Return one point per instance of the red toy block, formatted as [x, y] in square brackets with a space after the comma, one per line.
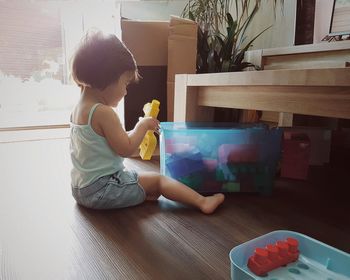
[273, 256]
[295, 156]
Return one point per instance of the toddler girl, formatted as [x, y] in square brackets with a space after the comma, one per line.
[103, 68]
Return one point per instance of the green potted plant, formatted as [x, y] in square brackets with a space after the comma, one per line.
[221, 38]
[222, 41]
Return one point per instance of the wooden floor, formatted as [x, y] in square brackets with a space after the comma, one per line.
[44, 234]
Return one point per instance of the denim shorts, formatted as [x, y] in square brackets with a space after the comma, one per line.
[118, 190]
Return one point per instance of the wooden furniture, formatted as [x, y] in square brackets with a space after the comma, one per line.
[321, 87]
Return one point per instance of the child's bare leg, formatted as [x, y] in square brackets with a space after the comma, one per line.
[156, 185]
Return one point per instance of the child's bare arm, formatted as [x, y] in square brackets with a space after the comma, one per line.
[121, 142]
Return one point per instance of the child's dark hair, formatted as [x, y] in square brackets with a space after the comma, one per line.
[100, 60]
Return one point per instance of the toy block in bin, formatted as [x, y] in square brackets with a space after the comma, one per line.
[295, 156]
[183, 164]
[273, 256]
[231, 153]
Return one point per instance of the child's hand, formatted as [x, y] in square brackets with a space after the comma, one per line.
[149, 123]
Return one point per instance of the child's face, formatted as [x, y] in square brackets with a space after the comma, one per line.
[118, 90]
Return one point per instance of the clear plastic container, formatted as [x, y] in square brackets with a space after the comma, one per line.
[220, 157]
[317, 261]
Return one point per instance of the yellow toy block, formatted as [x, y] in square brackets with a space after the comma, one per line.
[149, 142]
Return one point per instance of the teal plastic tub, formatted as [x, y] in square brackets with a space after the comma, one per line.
[220, 157]
[317, 261]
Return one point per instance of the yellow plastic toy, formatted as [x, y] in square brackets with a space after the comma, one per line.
[149, 142]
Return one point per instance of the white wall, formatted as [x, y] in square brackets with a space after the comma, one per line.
[323, 14]
[152, 10]
[281, 33]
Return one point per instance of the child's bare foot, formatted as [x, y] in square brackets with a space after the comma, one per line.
[210, 203]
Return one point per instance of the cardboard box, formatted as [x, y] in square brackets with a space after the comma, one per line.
[295, 156]
[182, 55]
[161, 50]
[148, 42]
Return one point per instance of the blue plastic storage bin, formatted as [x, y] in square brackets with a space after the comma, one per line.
[220, 157]
[317, 261]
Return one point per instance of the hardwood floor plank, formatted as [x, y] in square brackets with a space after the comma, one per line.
[44, 234]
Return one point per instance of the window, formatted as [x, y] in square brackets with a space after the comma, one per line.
[36, 42]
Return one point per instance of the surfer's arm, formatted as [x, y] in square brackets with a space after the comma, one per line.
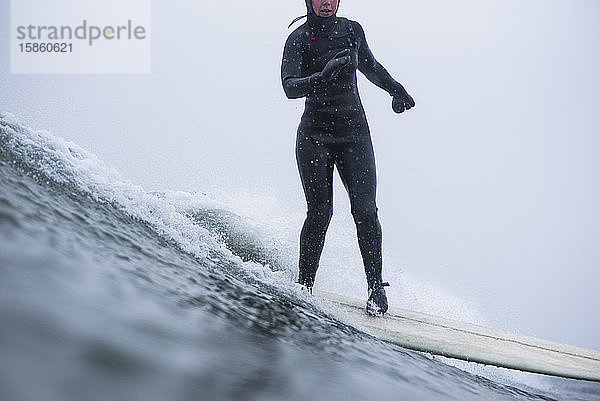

Task to carry out:
Please work out how many lines in the entries above contain the word "bare", treating case as significant, and give only that number.

Solution for this problem:
3